#### [Task]
When a line in the listing contains the string "wooden", pick it out and copy it.

#### [Material shown]

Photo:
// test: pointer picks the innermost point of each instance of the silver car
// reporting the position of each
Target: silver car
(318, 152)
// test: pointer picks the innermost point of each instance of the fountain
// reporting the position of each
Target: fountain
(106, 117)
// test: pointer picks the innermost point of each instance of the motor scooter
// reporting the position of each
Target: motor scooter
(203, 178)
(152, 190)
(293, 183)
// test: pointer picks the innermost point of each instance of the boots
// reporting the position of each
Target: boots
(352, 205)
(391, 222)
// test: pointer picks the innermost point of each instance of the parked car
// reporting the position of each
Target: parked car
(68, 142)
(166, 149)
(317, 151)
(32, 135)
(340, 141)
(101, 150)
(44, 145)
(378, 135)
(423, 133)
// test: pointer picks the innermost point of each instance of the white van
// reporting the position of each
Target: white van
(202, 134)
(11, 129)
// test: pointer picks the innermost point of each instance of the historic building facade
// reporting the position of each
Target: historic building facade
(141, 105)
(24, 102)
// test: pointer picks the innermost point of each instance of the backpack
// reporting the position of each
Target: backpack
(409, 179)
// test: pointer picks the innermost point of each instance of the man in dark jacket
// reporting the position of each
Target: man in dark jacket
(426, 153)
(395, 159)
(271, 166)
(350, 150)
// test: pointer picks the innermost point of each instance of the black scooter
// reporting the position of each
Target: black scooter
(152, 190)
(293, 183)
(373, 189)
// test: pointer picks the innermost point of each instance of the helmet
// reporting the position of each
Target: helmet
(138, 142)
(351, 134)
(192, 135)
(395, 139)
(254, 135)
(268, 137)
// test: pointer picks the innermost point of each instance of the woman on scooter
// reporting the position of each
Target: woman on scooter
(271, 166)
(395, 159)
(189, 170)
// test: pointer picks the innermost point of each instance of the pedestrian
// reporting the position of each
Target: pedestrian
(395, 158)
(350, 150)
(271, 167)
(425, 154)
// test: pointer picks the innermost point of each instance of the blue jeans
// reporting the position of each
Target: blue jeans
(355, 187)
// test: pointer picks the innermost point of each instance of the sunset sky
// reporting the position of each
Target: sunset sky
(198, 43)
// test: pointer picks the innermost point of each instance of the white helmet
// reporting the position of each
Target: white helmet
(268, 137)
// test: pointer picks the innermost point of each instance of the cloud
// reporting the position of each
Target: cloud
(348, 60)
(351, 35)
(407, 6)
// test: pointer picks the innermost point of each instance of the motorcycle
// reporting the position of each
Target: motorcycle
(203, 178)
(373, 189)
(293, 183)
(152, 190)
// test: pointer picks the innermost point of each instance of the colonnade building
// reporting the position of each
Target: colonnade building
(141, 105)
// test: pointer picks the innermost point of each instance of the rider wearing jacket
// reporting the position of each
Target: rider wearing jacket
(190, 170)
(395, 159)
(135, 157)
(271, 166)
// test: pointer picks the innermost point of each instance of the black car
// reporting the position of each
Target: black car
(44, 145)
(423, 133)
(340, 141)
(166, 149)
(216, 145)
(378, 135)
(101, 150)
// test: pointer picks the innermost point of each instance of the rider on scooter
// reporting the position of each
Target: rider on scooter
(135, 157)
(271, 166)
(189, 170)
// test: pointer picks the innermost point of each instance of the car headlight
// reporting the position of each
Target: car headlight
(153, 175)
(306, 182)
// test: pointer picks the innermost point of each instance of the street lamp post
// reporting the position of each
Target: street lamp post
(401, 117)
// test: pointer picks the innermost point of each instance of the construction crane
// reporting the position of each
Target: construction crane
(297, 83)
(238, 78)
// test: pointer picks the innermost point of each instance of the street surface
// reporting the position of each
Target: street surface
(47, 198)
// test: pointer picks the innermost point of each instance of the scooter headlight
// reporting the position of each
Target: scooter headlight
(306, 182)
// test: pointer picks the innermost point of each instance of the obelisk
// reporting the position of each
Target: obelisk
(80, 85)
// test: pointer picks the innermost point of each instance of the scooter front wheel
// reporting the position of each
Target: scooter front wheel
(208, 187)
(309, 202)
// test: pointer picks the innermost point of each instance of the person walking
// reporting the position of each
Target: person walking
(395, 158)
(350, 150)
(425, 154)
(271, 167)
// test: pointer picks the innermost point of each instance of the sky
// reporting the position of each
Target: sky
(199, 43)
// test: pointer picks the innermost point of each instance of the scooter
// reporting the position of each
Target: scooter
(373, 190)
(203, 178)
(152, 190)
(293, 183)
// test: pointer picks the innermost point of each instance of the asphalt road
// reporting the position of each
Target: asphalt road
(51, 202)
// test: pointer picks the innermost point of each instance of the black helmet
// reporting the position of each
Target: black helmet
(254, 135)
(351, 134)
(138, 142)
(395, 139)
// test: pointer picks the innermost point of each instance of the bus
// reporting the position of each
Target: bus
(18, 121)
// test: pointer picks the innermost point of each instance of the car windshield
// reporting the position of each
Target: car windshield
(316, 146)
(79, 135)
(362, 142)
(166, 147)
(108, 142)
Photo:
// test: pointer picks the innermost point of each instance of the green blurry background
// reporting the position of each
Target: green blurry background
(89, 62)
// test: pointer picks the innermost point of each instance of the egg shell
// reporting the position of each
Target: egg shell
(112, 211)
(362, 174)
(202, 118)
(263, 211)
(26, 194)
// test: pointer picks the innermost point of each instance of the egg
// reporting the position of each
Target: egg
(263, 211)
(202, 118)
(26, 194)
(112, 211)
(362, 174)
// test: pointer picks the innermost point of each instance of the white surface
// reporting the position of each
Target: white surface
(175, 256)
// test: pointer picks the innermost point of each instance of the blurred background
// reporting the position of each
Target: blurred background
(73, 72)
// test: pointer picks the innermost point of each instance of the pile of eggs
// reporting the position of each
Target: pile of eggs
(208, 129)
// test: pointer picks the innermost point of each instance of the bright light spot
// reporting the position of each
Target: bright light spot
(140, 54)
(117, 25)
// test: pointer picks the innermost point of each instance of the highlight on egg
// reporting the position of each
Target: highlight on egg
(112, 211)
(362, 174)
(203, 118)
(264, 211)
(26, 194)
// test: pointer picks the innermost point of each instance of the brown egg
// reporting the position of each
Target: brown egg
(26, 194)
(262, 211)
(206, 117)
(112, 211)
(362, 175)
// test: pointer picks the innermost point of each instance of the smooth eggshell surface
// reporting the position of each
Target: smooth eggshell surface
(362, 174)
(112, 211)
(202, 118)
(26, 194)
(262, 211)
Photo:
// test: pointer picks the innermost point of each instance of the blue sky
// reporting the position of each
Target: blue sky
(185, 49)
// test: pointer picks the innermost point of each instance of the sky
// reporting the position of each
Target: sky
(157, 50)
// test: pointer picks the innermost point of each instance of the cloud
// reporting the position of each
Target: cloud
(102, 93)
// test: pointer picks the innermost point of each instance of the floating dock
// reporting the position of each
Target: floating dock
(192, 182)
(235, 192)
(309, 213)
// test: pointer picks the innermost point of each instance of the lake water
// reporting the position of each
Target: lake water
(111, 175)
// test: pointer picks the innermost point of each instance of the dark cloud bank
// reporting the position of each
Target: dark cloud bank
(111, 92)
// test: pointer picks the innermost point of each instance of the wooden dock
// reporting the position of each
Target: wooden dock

#### [Written solution]
// test: pointer picks the innermost point of each instance of the wooden dock
Target: wooden dock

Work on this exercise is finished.